*Your goal:* Reproduce the lines below with every "Respond with coordinates" swapped for "Give coordinates" and nothing else altered.

*Provided records:*
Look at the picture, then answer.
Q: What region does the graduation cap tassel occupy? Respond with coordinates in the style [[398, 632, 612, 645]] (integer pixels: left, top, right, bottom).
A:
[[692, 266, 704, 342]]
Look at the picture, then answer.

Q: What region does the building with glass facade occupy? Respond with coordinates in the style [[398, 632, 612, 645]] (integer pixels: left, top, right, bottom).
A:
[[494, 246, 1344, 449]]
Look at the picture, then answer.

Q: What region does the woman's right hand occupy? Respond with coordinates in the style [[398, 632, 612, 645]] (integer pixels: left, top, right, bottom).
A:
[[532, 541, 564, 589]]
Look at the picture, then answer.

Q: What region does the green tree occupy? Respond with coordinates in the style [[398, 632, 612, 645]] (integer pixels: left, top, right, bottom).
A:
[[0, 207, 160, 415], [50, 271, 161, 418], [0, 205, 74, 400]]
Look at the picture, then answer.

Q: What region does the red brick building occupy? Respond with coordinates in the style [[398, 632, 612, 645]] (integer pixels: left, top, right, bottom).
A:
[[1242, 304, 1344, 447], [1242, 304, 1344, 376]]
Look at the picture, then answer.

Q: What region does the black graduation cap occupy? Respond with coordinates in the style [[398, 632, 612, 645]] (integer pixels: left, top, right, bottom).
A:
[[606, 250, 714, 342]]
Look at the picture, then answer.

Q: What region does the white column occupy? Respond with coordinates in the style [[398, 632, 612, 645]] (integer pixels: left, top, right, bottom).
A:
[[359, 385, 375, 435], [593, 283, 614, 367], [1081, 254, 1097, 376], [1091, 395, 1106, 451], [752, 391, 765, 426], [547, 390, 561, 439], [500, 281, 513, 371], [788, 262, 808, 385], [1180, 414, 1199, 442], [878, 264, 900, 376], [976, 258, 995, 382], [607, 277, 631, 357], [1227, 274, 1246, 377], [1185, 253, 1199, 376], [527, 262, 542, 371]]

*Solution for this exercise:*
Look at the picture, then answer.
Q: What region does the graduation cap tassel occupy? Give coordinates in the style [[398, 632, 612, 645]] (integer pixels: left, top, right, bottom).
A:
[[692, 266, 704, 342]]
Look at the picture, then answer.

Q: What region does the building with glass facade occupy? Give coordinates in the style [[398, 632, 612, 645]] (integer pixels: left, top, right, bottom).
A:
[[494, 246, 1344, 449]]
Look at the picture, then answer.

Q: What region does the woman's right hand occupy? Give coordinates in the style [[398, 632, 612, 645]] (integer pixels: left, top, right, bottom).
A:
[[532, 541, 564, 589]]
Look at the picture, then answer.

Q: What region does the green tree occupy? Give coordinates in the style [[398, 632, 612, 645]] (integer pixels: left, top, right, bottom).
A:
[[0, 207, 160, 415], [50, 271, 161, 418], [0, 205, 74, 400]]
Look at the picture, then answer.

Q: What region does the red brick building occupy? Give coordinates in the style [[398, 632, 612, 645]] (integer pixels: left, top, right, bottom).
A:
[[1242, 304, 1344, 447], [1242, 304, 1344, 376]]
Look at the picture, then answer.

Q: What region does the black graduation cap occupy? Give coordinates in the style [[398, 632, 612, 645]] (integer pixels: left, top, right, bottom).
A:
[[606, 250, 714, 342]]
Look at the picture, then answer.

Q: What region does the white column occupy? Give coordinates in the style [[398, 632, 612, 645]] (integer pixels: left, top, right, bottom).
A:
[[359, 385, 375, 435], [593, 283, 614, 367], [1081, 254, 1097, 376], [1091, 395, 1106, 451], [752, 391, 765, 426], [547, 390, 561, 439], [500, 281, 513, 371], [788, 262, 808, 385], [1180, 414, 1199, 442], [878, 264, 900, 376], [976, 258, 995, 382], [607, 277, 631, 357], [1227, 274, 1246, 377], [1185, 253, 1199, 376], [527, 262, 542, 371]]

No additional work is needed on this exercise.